Texte fourni:

--------------------

Le plomb se dissout dans le vinaigre. Si on fait bouillir du vinaigre, et que l'on y jette de la litharge, elle s'y dissout avec effervescence, et il se précipite une poudre blanche, qui est un sel insoluble, et suivant M. Rouelle, demande 800 parties d'eau pour être mis en dissolution. Si on filtre la liqueur qui surnage à cette poudre, et qu'on la fasse évaporer, on aura un sel en crystaux que l'on appelle sucre de Saturne.

Des lames de plomb exposées à la vapeur acide du vin aigri que l'on a mis sur des grappes de raisin, se convertissent en une poudre blanche que l'on nomme céruse. Les peintres font usage de cette substance qui est un vrai sel neutre ; mais cette couleur est sujette à varier avec le temps, et à se gâter.

Si l'on verse de l'alkali fixe sur une dissolution de sucre de saturne, il se fera un précipité que l'on nomme magistère de saturne.

C'est sur la facilité avec laquelle le plomb se dissout dans l'acide du vin, qu'est fondé le secret funeste que mettent en pratique un grand nombre de marchands de vin pour adoucir les vins qu'ils voient tirer à l'aigre ; souvent ils remédient à cet inconvénient en y mettant de la litharge. De plus les cabaretiers distribuent ordinairement le vin dans des vaisseaux d'un étain allié avec beaucoup de plomb ; ils font aussi doubler d'une lame de plomb les comptoirs sur lesquels ils mesurent leur vin ; par ce moyen ils distribuent au peuple un poison lent, qui peu à peu détruit entièrement sa santé. Ces sortes de pratiques devraient être rigoureusement défendues ; et les contrevenans mériteraient d'être traités comme des empoisonneurs publics contre qui le gouvernement ne saurait sévir avec assez de rigueur. En Allemagne, et surtout sur les bords du Rhin où il croit des vins assez acides, il y a peine de mort contre ceux qui adoucissent et falsifient les vins avec du plomb et de la litharge. En effet le plomb, surtout quand il est dissout, est un poison très-vif, et aucunes de ses préparations ne peuvent être prises innocemment ; elles occasionnent des coliques très-dangereuses et très-douloureuses, des tremblements dans les nerfs, et souvent la mort. Pour reconnaître si du vin a été falsifié par du plomb ou par de la litharge, on n'a qu'à y verser quelques gouttes de la dissolution du foie de soufre arsénical, ou ce qu'on appelle de l'ancre de sympathie. C'est une liqueur faite avec une partie d'orpiment et deux parties de chaux vive sur lesquels on verse cinq ou six parties d'eau bouillante. Voyez ORPIMENT. Pour peu qu'on verse de cette liqueur dans du vin qui a été frelaté avec de la litharge ou du plomb, il deviendra noir ; s'il n'en contient point, il restera rouge, et ne fera que se troubler.

--------------------

Données à examiner:
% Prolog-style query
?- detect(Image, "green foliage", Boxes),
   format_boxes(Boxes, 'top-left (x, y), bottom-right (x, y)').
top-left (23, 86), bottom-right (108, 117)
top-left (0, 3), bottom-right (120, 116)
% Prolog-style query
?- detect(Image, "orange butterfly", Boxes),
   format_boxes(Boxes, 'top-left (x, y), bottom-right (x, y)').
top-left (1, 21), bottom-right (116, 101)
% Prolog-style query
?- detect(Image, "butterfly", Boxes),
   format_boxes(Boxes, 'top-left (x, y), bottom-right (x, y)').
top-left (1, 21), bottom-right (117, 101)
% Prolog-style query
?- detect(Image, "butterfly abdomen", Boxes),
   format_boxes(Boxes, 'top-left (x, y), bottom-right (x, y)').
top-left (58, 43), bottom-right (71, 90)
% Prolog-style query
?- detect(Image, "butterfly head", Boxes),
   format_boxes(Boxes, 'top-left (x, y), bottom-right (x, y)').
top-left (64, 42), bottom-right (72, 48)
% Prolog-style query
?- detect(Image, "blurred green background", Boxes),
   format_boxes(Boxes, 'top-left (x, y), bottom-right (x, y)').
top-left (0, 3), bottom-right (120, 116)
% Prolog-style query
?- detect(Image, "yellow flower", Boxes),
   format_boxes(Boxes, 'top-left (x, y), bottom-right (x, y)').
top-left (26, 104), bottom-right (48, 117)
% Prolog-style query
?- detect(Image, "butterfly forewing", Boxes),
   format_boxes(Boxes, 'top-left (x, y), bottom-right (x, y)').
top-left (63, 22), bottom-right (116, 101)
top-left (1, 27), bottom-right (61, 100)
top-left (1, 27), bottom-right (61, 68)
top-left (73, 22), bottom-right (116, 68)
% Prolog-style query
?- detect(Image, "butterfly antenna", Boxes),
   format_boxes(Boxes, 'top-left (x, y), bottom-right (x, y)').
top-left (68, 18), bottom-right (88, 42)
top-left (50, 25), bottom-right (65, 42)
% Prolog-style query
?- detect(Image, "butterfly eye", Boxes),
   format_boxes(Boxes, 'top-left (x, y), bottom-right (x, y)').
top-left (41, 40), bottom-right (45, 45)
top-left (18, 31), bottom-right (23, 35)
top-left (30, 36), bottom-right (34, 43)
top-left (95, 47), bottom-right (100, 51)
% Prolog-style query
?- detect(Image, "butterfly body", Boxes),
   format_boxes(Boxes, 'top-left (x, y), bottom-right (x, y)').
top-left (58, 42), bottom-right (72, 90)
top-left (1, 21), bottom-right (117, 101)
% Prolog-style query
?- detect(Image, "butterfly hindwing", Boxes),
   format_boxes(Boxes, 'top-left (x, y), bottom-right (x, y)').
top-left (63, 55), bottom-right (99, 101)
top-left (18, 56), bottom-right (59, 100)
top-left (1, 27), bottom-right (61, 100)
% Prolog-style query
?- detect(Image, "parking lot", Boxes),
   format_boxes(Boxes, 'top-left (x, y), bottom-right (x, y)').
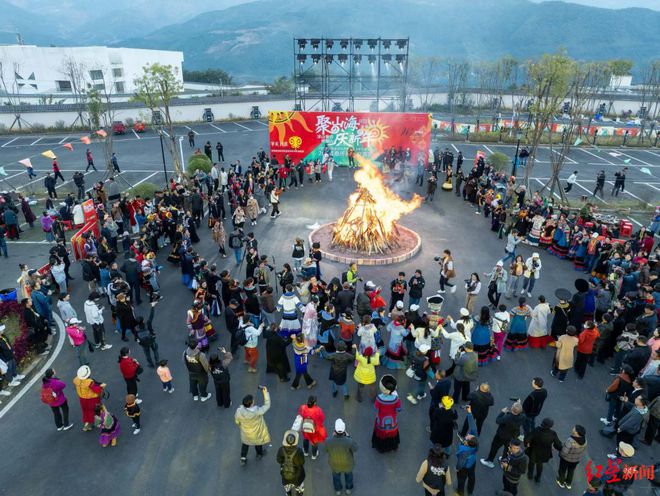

--------------------

Travail à faire:
1 - Dites si chacune des affirmations suivantes s'accorde avec le texte sur le plomb, en répondant par oui ou par non et en citant textuellement les mots du texte qui tranchent. (a) La céruse se forme lorsque des lames de plomb sont exposées à la vapeur acide du vin aigri. (b) En Allemagne, ceux qui falsifient les vins avec du plomb encourent seulement une amende. (c) Un vin frelaté avec de la litharge reste rouge quand on y verse la liqueur au foie de soufre arsénical.
2 - Rédigez la suite du texte sur le plomb à partir de sa dernière phrase.
Les entrées n'ont aucun lien avec le texte sur le plomb.

Réponses:
1 -
(a) Oui : « Des lames de plomb exposées à la vapeur acide du vin aigri que l'on a mis sur des grappes de raisin, se convertissent en une poudre blanche que l'on nomme céruse ».
(b) Non : « il y a peine de mort contre ceux qui adoucissent et falsifient les vins avec du plomb et de la litharge ».
(c) Non : « Pour peu qu'on verse de cette liqueur dans du vin qui a été frelaté avec de la litharge ou du plomb, il deviendra noir ».

2 -
L'acide nitreux agit aussi sur le plomb ; mais il faut que cet acide soit étendu dans beaucoup d'eau ; on fait chauffer le mélange ; il se fait une légère effervescence ; en faisant évaporer cette dissolution, on obtient des crystaux en pyramides tronquées. Ces crystaux distillés à grand feu dans des vaisseaux fermés font une détonation très-vive et très-dangereuse pour celui qui opere, comme Kunckel l'a éprouvé. Quelques chimistes ont prétendu que ce sel formé par la combinaison de l'acide nitreux et du plomb, fournit un moyen de tirer le mercure de ce métal. Glauber fait cette mercurification, en joignant beaucoup de sel alkali et de la chaux vive à ce sel nitreux uni au plomb ; il distille ensuite, et dit avoir obtenu de cette façon quelques gouttes de mercure coulant. M. Grosse de l'académie des Sciences a prétendu tirer le mercure du plomb par un autre moyen ; mais M. Rouelle regarde avec raison son procédé comme suspect.

L'acide du sel marin versé sur du plomb divisé en petits morceaux le dissout avec effervescence, et il s'élève beaucoup de vapeurs blanches. Si on met ce mélange en distillation dans une cornue au bain de sable, l'acide du sel marin s'élévera, et entraînera avec lui le plomb, sous la forme d'une matière épaisse que l'on appelle le plomb corné ou le beurre de saturne. C'est un vrai sel qui, si on le fait fondre, se change en une matière semblable à de la corne.

En faisant bouillir du plomb dans de l'acide vitriolique, ce métal en sera dissout. On peut aussi combiner le plomb avec l'acide vitriolique d'une manière plus simple ; il n'y a pour cela qu'à verser cet acide sur du sel ou du sucre de saturne, il chassera l'acide du vinaigre, et s'unira en sa place avec le plomb.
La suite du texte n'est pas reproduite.